When a line below contains the word "plaque", copy that line.

*** Opening of TASK DATA ***

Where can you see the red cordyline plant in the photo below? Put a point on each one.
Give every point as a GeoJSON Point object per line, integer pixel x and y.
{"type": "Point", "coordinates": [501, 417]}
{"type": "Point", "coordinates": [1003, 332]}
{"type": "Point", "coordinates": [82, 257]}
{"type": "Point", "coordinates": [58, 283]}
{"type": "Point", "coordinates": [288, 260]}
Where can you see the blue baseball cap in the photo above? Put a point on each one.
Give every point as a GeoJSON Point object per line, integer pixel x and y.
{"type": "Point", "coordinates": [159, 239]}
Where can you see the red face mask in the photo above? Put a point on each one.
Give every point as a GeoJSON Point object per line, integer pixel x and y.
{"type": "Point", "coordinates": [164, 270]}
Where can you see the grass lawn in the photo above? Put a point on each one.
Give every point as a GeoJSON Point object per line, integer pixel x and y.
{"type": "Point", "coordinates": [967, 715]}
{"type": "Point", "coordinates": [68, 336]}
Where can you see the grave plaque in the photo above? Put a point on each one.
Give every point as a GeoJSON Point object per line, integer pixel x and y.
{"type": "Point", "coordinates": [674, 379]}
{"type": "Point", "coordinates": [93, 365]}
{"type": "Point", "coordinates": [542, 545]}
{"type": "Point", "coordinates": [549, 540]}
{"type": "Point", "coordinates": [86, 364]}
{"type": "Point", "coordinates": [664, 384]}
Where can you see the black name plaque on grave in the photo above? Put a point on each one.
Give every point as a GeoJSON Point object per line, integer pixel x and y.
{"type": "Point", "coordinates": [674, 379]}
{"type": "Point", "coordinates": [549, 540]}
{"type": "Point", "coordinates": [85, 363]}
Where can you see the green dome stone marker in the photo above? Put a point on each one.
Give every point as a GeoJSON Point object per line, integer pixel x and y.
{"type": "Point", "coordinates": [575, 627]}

*** Close of TASK DATA ***

→ RESPONSE TO THIS TASK
Where can you see the grave plaque in the photo above? Put a point on each one.
Where can you see the black name plaque on grave in the photo above? Put a point on each one.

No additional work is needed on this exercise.